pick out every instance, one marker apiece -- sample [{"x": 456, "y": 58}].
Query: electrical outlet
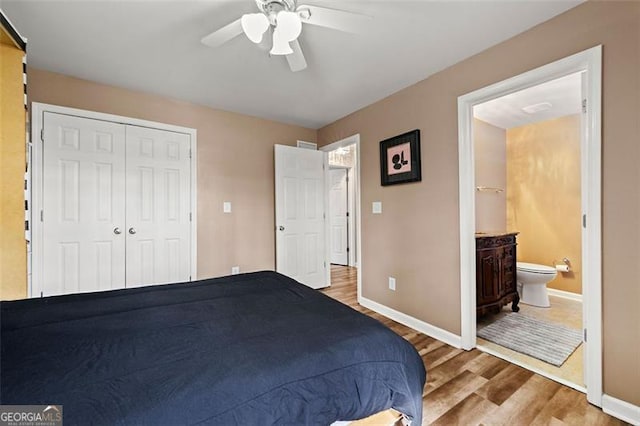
[{"x": 392, "y": 283}]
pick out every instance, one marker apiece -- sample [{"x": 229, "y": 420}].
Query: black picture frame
[{"x": 395, "y": 167}]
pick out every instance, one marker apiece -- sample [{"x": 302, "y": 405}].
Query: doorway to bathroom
[
  {"x": 527, "y": 171},
  {"x": 343, "y": 201},
  {"x": 515, "y": 183}
]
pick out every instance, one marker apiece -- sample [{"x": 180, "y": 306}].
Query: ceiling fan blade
[
  {"x": 296, "y": 59},
  {"x": 331, "y": 18},
  {"x": 223, "y": 35}
]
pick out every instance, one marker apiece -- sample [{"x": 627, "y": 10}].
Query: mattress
- - -
Your instructions:
Write out the records above exactly as they appear, leaving out any pictures.

Solved problem:
pick out every instance, one marker apiece -- sample [{"x": 456, "y": 58}].
Query: electrical outlet
[{"x": 392, "y": 283}]
pick out every instance, one marker apiece -- sample [{"x": 229, "y": 420}].
Query: black picture frame
[{"x": 395, "y": 167}]
pick out every instance, one marker apiece -- sample [{"x": 302, "y": 405}].
Query: doorway to bathroom
[
  {"x": 527, "y": 171},
  {"x": 343, "y": 201},
  {"x": 515, "y": 183}
]
pick out every instance, one marker apiece -- sample [{"x": 180, "y": 306}].
Query: ceiling fan blade
[
  {"x": 296, "y": 59},
  {"x": 331, "y": 18},
  {"x": 223, "y": 35}
]
pick out every instance, one marker apiece -- sample [{"x": 627, "y": 10}].
Query: mattress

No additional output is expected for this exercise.